Set problem 1: In the essay about lost share money, how much does the writer say has been lost?
— Start Page extract —
I’ve just lost a little over £11,000. Or, to be strictly accurate, I’ve just discovered that I’ve lost a little over £11,000. The loss actually accumulated over the past year or so but I’ve been too busy with other things to realise that what used to be the British building society sector has being going to hell in a handcart. To be honest, I probably wouldn’t even have noticed now if it wasn’t for the fact that HBOS’s attempt to dig itself out of a financial hole by issuing a load of new shares hadn’t drawn my attention to it.
Yes, I knew that something nasty had happened at Northern Rock and that something called the sub-prime market in America was in the process of bringing Gordon Brown and quite likely the whole western economy crashing down with it. And of course I knew that share prices can go down as well as up, and that when they do the really rich get out quick, the fat cats collect their bonuses before they quit and it’s small investors that carry the can.
So I know I should have paid more attention. A lot more.
The thing is I don’t own my own house; I rent a flat from a housing association. I don’t have a pension; I have this quaint notion that I’ll just keep on working until I drop. And I don’t have what you might call investments.
What I do have is a small number of shares that I acquired as a stroke of good fortune a couple of decades ago when demutualising building societies was all the short-term, Thatcherite rage. It went along with selling off council houses and nationalised industries on the cheap – ‘selling the family silver’ as Harold Macmillan rather haughtily but acutely called it. It enabled a generation to be briefly spendthrift on the back of what their parents and grandparents had worked hard to accumulate; and it bought the Tories 18 years in power before Tony Blair came along, like a well-educated Yosser out of Boys from the Blackstuff, and said ‘I can do that’.
— End Page extract —
Set problem 2: Rewrite the records as a numbered list, starting at the line containing "Target: red van body panel" and running through the end of the records, inclusive, with blank lines left out.
— Start Entries —
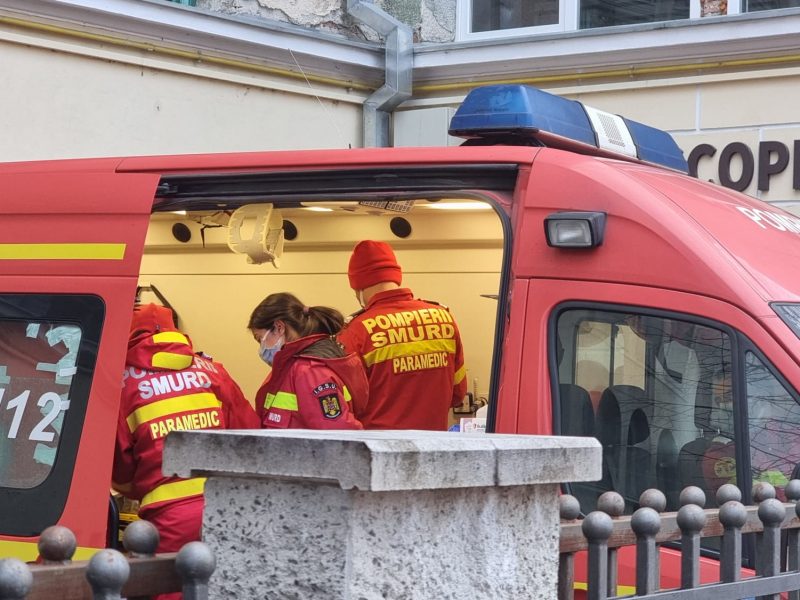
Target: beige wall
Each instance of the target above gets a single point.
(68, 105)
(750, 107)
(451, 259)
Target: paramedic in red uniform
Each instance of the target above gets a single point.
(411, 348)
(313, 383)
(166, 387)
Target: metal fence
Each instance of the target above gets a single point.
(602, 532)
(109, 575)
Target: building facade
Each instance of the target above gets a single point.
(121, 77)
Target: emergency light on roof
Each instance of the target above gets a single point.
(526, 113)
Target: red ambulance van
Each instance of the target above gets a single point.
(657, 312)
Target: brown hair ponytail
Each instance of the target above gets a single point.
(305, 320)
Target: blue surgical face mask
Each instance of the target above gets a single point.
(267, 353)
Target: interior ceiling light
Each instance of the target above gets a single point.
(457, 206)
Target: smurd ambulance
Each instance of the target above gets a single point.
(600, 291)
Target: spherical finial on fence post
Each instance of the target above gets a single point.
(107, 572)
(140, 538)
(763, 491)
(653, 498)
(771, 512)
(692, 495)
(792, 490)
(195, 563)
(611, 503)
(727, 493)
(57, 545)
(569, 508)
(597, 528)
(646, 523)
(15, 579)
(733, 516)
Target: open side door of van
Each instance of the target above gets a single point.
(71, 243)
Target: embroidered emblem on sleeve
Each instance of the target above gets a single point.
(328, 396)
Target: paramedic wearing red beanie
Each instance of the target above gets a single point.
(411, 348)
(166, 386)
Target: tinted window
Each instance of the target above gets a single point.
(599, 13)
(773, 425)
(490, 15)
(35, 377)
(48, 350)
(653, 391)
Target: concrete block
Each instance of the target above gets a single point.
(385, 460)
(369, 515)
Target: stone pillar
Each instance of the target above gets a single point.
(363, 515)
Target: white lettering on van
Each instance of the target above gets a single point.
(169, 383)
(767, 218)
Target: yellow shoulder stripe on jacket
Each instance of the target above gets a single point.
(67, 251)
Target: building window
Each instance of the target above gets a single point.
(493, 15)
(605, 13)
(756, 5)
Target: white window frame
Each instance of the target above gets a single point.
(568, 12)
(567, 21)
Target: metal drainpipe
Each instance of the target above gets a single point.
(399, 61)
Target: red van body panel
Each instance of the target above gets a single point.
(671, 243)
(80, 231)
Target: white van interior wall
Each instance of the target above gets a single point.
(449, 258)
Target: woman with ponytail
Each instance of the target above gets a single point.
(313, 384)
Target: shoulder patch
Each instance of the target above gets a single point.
— End Entries —
Exercise answer 1: A little over £11,000.

Exercise answer 2:
1. Target: red van body panel
2. Each instance of the target above gets a single point.
3. (671, 243)
4. (80, 231)
5. Target: white van interior wall
6. Each instance of the target above gets a single point.
7. (449, 258)
8. Target: woman with ponytail
9. Each instance of the target above gets a single point.
10. (313, 384)
11. Target: shoulder patch
12. Each instance of the target above gets a single point.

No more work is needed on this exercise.